* _Work required_
Rewrite the rows from the start through the line containing "<point>119,290</point>", inclusive, changing "riverside plant" to "waterside plant" and keeping everything else the same. Omit the pictures.

-- START OF Working data --

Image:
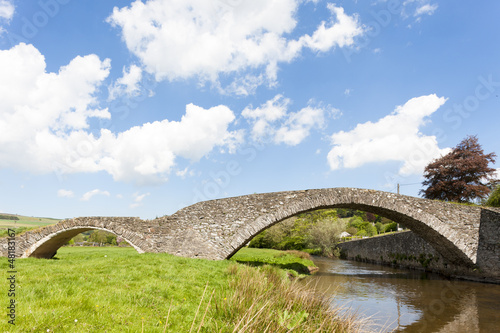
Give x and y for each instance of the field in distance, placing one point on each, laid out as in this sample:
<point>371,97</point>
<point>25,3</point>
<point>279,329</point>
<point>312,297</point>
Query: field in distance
<point>17,221</point>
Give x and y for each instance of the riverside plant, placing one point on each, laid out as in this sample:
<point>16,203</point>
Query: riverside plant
<point>119,290</point>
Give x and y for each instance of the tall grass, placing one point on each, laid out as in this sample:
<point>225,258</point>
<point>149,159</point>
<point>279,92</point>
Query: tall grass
<point>262,300</point>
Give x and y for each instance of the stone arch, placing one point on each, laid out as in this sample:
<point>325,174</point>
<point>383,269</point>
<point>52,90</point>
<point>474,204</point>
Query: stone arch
<point>428,219</point>
<point>44,242</point>
<point>47,246</point>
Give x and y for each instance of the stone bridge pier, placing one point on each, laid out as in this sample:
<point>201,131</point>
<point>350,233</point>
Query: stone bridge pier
<point>466,236</point>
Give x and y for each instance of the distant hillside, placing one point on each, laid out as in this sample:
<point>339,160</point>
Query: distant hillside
<point>17,221</point>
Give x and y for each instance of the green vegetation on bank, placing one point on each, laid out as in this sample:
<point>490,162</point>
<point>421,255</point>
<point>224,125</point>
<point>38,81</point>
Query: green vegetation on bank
<point>293,261</point>
<point>115,289</point>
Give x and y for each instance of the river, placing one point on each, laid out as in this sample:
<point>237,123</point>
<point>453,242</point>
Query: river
<point>397,300</point>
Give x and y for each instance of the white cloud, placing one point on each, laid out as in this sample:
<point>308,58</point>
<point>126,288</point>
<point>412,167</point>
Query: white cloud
<point>395,137</point>
<point>128,84</point>
<point>65,193</point>
<point>138,199</point>
<point>7,9</point>
<point>272,121</point>
<point>44,117</point>
<point>262,117</point>
<point>298,125</point>
<point>417,8</point>
<point>426,9</point>
<point>87,196</point>
<point>181,39</point>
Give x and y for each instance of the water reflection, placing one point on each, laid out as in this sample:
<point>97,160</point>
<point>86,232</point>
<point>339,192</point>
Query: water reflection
<point>409,301</point>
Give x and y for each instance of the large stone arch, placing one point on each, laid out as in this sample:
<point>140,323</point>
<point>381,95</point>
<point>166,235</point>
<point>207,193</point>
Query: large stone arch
<point>437,223</point>
<point>44,242</point>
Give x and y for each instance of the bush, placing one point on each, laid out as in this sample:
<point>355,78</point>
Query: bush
<point>393,226</point>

-- END OF Working data --

* _The reply_
Image:
Give x and y for each instance of the field in distance, placing one point on each, laid out as in this sample:
<point>371,97</point>
<point>25,3</point>
<point>279,329</point>
<point>312,297</point>
Query: field in distance
<point>17,221</point>
Give x and y for each instance of the waterside plant, placing one point on each, laid out as in this sample:
<point>16,203</point>
Query: waterside plant
<point>119,290</point>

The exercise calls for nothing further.